### DO THIS
Print out each entry below exactly, please.

### TASK INPUT
★ ★ ★ ★
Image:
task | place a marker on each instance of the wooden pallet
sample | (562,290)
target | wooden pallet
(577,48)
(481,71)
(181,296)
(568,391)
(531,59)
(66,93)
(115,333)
★ ★ ★ ★
### TASK OUTPUT
Image:
task | place a marker on each instance of the wooden pallet
sample | (562,290)
target | wooden pallet
(577,48)
(481,71)
(181,296)
(568,391)
(531,59)
(66,93)
(115,333)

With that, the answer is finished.